● **Task prompt**:
Please copy the listing below word for word, keeping every line in its original order.

++++ Stored data

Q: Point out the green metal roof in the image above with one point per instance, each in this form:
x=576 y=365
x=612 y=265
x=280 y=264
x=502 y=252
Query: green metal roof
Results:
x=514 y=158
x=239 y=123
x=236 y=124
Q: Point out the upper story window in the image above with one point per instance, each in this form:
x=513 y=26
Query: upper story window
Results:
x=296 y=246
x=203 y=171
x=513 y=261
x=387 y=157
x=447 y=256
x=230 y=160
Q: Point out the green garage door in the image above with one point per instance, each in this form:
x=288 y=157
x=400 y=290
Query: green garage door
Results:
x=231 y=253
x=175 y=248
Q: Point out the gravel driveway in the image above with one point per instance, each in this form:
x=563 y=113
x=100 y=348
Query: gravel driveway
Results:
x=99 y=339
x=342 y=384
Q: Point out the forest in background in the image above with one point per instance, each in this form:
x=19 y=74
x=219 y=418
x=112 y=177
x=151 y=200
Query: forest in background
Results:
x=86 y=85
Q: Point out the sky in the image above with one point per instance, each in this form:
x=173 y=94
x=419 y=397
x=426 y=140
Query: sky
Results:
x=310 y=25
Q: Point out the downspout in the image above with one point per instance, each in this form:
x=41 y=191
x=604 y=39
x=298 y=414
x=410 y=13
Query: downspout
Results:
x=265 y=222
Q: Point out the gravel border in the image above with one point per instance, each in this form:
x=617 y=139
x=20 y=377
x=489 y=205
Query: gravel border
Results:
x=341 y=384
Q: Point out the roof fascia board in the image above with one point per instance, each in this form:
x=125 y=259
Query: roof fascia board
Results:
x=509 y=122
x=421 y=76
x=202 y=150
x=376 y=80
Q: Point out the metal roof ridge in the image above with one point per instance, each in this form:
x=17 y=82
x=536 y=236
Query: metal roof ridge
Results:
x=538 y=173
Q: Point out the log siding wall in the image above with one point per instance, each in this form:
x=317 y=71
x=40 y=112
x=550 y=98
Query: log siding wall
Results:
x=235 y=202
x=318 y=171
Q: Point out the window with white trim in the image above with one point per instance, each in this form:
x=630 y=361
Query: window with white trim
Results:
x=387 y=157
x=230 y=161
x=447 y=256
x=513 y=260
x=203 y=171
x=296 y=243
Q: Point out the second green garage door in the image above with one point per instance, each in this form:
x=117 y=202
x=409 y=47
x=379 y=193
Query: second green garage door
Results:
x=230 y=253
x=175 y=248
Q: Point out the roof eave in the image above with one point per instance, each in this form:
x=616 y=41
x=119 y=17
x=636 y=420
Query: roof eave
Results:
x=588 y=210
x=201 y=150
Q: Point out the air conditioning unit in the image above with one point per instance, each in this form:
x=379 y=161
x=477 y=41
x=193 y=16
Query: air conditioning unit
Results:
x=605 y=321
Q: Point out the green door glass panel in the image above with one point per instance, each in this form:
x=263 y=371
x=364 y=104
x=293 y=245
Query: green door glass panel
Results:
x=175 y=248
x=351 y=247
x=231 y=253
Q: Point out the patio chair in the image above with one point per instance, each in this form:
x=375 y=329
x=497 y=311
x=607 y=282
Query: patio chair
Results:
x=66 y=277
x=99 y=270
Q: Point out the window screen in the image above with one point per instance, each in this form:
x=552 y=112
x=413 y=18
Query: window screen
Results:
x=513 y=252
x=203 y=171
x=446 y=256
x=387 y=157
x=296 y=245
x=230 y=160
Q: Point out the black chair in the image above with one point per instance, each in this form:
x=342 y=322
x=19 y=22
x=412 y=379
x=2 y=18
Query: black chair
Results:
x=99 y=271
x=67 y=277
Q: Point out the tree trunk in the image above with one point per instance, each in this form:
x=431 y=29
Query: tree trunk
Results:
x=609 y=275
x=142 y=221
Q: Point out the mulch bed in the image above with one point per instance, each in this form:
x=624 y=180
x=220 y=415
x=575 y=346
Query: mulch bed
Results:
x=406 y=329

++++++++

● **Written solution**:
Q: Point out the green metal roof in the image above with one point per instance, each in this form:
x=576 y=365
x=612 y=265
x=280 y=264
x=502 y=252
Query: green metal roof
Results:
x=514 y=158
x=239 y=123
x=236 y=124
Q: Point out the upper story window in the image above with one point per instance, each in this form:
x=513 y=26
Query: upper story window
Results:
x=296 y=246
x=203 y=171
x=513 y=261
x=387 y=157
x=447 y=256
x=230 y=160
Q: Point out the green garage door in the image above with one point per instance, each in this form:
x=288 y=157
x=400 y=290
Query: green garage door
Results:
x=231 y=253
x=175 y=248
Q: Point out the gravel driveway in the image above with one point per instance, each in this form:
x=563 y=113
x=100 y=348
Query: gravel driveway
Results:
x=99 y=339
x=342 y=384
Q: Point out the forest in background in the image above with one point per instance, each in this form:
x=19 y=74
x=219 y=418
x=112 y=177
x=151 y=200
Query: forest in background
Results:
x=86 y=85
Q: Point out the sky in the image above with one point per instance, each in this form:
x=173 y=94
x=419 y=397
x=426 y=140
Query: sky
Results:
x=310 y=25
Q: Point out the downspout in the image above with one point per instance, each in this form:
x=41 y=191
x=604 y=39
x=298 y=414
x=410 y=13
Query: downspout
Results:
x=265 y=222
Q: Point out the gravel border in the image above with one point per instance, each in this form:
x=617 y=139
x=20 y=377
x=489 y=205
Query: gravel border
Results:
x=341 y=384
Q: Point out the roof fascia board in the image above with one point per instance, each in this form:
x=125 y=259
Query: roof fascia board
Results:
x=509 y=122
x=421 y=76
x=202 y=150
x=376 y=80
Q: Point out the metal roof ridge in the image above with one point per instance, each in this form:
x=17 y=82
x=536 y=236
Query: metal roof ridge
Results:
x=538 y=173
Q: Point out the log siding wall in the image above with one point per instance, each in this form:
x=317 y=71
x=40 y=112
x=550 y=98
Query: log siding wall
Results:
x=235 y=202
x=318 y=171
Q: Point out the window with white trim in the image above with one point per instance, each in this form:
x=630 y=361
Query: window with white trim
Results:
x=387 y=157
x=230 y=161
x=447 y=256
x=513 y=260
x=203 y=171
x=296 y=243
Q: Point out the second green garage door in the image above with one point per instance, each in this form:
x=117 y=202
x=409 y=47
x=379 y=193
Query: second green garage door
Results:
x=230 y=253
x=175 y=248
Q: Point out the roof eave in the image above with one point per instance, each in this form:
x=616 y=41
x=119 y=17
x=636 y=420
Query: roof eave
Results:
x=588 y=210
x=201 y=150
Q: Point out the air conditioning unit in the image above with one point per instance, each in this form:
x=379 y=161
x=477 y=41
x=193 y=16
Query: air conditioning unit
Results:
x=605 y=321
Q: Point out the green door glass panel in the image above with one point per instance, each in this form:
x=263 y=371
x=364 y=104
x=293 y=245
Query: green door glass panel
Results:
x=175 y=248
x=351 y=247
x=231 y=253
Q: Point out the patio chair in the image above with one point per instance, each in this form:
x=375 y=329
x=497 y=311
x=607 y=282
Query: patio chair
Results:
x=66 y=277
x=99 y=270
Q: Point out the window screen in the image above with one point per instance, each in this form:
x=552 y=112
x=413 y=18
Query: window screen
Results:
x=513 y=252
x=203 y=171
x=446 y=256
x=387 y=157
x=296 y=245
x=230 y=160
Q: Point out the black chair in the image above with one point per instance, each in this form:
x=342 y=322
x=19 y=22
x=412 y=379
x=2 y=18
Query: black chair
Results:
x=99 y=271
x=67 y=277
Q: Point out the tree trunk in the image above with one point per instance, each in this form:
x=431 y=29
Query: tree trunk
Results:
x=609 y=275
x=142 y=221
Q: Point out the mulch bed in the image above with one point per instance, each in this form:
x=624 y=180
x=220 y=415
x=575 y=346
Query: mulch bed
Results:
x=406 y=329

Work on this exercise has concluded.